Aim a — State how many lines of the rows contain the string "dirt", matching case exactly. Reply with the number alone.

Passage —
start

Warning: Before reading this, go to the bathroom and grab a snack. I’m breaking all of the blogging rules about post length (again). Sorry. Not sorry. This place is awesome.
Southern Utah, from the beginning, was one of our top three priorities for this trip. It came highly recommended, it has a wealth of national parks, and neither of us had ever been. We’ve been itching to get here, and I have to admit that I was getting a little apprehensive that we’d built up our expectations too much. I got even more worried when we met a family in Mesa Verde National Park (in southwest Colorado) who was on a whirlwind road trip from Oregon. They had just traveled through Grand Canyon and the five parks in Southern Utah (Zion, Bryce Canyon, Capitol Reef, Canyonlands and Arches), and as many folks do, they’d toured these parks pretty quickly and packed in a ton of stuff in a short period of time. They seemed to be having fun, but the daughter (tween age, maybe?) told us that red used to be her favorite color until she saw SO many red rocks; and, her parents openly teased her for complaining loudly the day before that they’d seen “SO MUCH SCENERY!!”

end

(Stored items)
start

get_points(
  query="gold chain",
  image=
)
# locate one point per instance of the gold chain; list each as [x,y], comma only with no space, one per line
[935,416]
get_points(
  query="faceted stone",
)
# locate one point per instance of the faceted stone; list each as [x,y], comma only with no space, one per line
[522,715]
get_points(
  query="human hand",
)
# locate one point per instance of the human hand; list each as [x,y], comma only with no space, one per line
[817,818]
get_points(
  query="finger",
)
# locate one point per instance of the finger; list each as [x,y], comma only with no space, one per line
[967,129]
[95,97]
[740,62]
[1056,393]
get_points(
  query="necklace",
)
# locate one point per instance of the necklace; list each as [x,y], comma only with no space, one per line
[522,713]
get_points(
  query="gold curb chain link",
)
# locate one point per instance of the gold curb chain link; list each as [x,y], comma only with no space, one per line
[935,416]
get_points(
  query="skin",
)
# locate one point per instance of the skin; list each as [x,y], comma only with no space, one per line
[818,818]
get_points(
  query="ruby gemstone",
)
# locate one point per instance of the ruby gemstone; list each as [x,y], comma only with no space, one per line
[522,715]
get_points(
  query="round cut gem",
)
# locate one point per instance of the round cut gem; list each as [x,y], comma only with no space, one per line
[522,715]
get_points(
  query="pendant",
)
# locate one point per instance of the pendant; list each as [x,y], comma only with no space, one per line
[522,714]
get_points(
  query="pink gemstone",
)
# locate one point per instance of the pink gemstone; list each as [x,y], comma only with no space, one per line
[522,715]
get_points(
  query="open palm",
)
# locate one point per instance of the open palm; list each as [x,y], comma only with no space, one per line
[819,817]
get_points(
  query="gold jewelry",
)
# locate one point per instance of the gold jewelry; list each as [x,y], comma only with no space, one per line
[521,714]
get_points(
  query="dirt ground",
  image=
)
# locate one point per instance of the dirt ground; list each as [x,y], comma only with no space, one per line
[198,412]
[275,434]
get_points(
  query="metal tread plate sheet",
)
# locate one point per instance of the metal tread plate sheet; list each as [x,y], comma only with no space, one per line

end

Aim b — Go on with the Southern Utah travel post, starting right after its final sentence.

Exercise answer a — 2

Exercise answer b —
We got a good laugh, but it did make me nervous that we’d get tired of the scenery and have canyon- and red-rock-fatigue from trying to see five parks so close together in the same region. With this concern in mind, we’ve been intentional about spacing things out a bit, slowing down our pace, and breaking things up with rest days, errand/laundry days, and some biking here and there. We are incredibly lucky to have the luxury of time.
I’ve also realized my worry was for naught. Southern Utah’s beauty is striking. Every day. We’ve been here for just under three weeks (at the time of writing this post) and we’ve visited Canyonlands NP, Arches NP, Moab, and Zion NP – we also took time to visit two of Canyonland’s three districts (the third was virtually inaccessible to us without a boat or lots of backpacking gear, neither of which we have with us; no, we don’t have a boat, period) and all three of Zion’s districts – so, we’ve covered some serious ground and seen a LOT. And let me tell you, it is SO MUCH SCENERY but we’ve loved it all. Yes, there are a lot of canyons and a lot of red rocks, but even different districts within one park can be vastly different. Some of the same basic elements exist from place to place, but the diversity is striking in terms of terrain, climate, plant and animal life, and geologic features, with much of this changing according to elevation (we’re constantly going up and down between roughly 3,500’ and 8,000’) but also according to the presence of water and/or other natural forces. In short, it certainly hasn’t gotten old, and our appreciation for this place seems to grow daily. Wonders abound, and we’re so excited to keep exploring this awesome place! For now, we’ll share some snippets about our adventures.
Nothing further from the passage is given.